Why Natural Gas is the Key to the Energy Transition

We've talked in the past about the energy transition and the important role that natural gas is going to play in it, because ultimately natural gas is the most important input into our electricity generation needs in the United States. It's upwards of 43% of our electricity generation, which is likely to increase as we continue to sunset higher carbon emitting sources like coal. And it's really a bridge to a future where we integrate wind and solar and other renewable sources, and perhaps even nuclear down the road, in terms of meeting our electricity demand needs.
It also plays on this electrification theme whereby, as our electricity demand increases, we need reliable sources of electricity. And we're seeing it play out. For example, one of the largest MLPs, an AMLP, actually struck a deal with a cloud computing company down in Texas who's building an AI data center to build a lateral pipeline to provide natural gas specific to that data center.
The idea is that data center wants to ensure that anybody who uses it, when the prompt is entered into the LLM, that they can't return some error message that says, "Actually, we don't have electricity right now, so we'll get you an answer in 48 hours whenever we have electricity." Natural gas is abundant here in the United States, it's relatively cheap, and of course it's reliable. The companies in ENFR, the companies in AMLP, are the ones that are tasked with providing the network of infrastructure that connects production in natural gas to consumption in natural gas.

USING THE INFORMATION ->
1: Update the natural gas text, beginning at the words "We've talked in" and stopping after "electricity demand needs.", with "coal" changed to "oil".
2: Go on with the text on natural gas and the energy transition from its final sentence.
The material that follows can be set aside.

DATA ->
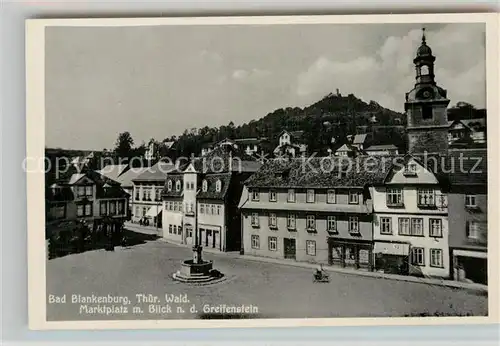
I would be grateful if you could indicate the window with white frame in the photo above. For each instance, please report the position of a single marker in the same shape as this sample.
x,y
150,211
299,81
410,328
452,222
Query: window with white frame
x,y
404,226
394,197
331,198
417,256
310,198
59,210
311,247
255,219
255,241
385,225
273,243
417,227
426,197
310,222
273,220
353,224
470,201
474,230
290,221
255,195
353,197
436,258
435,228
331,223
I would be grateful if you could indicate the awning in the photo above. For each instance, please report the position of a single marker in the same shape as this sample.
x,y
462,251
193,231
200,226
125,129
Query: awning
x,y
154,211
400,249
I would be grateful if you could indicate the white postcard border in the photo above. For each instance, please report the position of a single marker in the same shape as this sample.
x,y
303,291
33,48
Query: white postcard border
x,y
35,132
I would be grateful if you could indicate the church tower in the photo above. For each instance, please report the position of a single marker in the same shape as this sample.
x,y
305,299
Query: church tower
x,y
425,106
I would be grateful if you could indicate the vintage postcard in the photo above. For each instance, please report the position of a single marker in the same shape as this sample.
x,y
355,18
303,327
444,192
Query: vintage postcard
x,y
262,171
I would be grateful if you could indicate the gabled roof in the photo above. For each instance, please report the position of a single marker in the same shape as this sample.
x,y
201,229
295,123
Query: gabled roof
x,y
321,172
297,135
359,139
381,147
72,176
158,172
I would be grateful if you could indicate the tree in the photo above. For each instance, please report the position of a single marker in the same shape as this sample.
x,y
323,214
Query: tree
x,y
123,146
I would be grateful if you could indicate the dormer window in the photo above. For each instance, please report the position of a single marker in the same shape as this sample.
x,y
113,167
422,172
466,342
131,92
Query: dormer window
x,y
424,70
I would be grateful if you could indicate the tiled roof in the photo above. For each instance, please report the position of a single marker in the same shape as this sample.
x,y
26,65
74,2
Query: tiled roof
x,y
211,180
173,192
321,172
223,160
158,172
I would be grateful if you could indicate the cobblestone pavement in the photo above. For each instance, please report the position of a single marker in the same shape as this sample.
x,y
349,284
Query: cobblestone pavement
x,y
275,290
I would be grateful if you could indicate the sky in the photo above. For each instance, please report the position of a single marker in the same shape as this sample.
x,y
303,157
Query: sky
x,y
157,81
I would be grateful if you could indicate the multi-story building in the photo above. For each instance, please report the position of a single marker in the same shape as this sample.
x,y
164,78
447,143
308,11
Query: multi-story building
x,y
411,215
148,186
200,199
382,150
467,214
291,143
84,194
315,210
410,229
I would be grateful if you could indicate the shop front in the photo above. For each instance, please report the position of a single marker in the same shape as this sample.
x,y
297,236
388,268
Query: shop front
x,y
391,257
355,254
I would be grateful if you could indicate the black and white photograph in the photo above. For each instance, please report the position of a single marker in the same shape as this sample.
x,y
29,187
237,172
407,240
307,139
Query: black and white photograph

ANSWERS TO THIS EXERCISE ->
1:
We've talked in the past about the energy transition and the important role that natural gas is going to play in it, because ultimately natural gas is the most important input into our electricity generation needs in the United States. It's upwards of 43% of our electricity generation, which is likely to increase as we continue to sunset higher carbon emitting sources like oil. And it's really a bridge to a future where we integrate wind and solar and other renewable sources, and perhaps even nuclear down the road, in terms of meeting our electricity demand needs.

2:
Increasingly, consumption in natural gas is in the form of increasing electricity demand from these large data center projects. It's also increasingly a global story as we're increasing our export capacity for things like liquified natural gas. When we think about ENFR, 70-75% of the revenues in that portfolio are tied to natural gas servicing activities, meaning transportation, storage, processing, fractionation, liquefaction, all of the various businesses that are in the midstream category within natural gas are dominated by the companies in ENFR.
If your thought, as we talked about earlier in the conversation, is that increasing electricity demand is going to increase natural gas demand, well then these companies really sit at the heart of connecting the upstream to the downstream. The downstream is increasingly hyperscalers who are building AI data centers that are in desperate need of reliable electricity generation. We've seen adjacencies, and that's how we're positioning Midstream in some ways as an adjacency to AI, adjacency to the electrification story. Even companies like GE Vernova, which is building those gas turbines, has seen a three-year backlog in demand for those gas turbines, which are being built on these AI data centers and other facilities.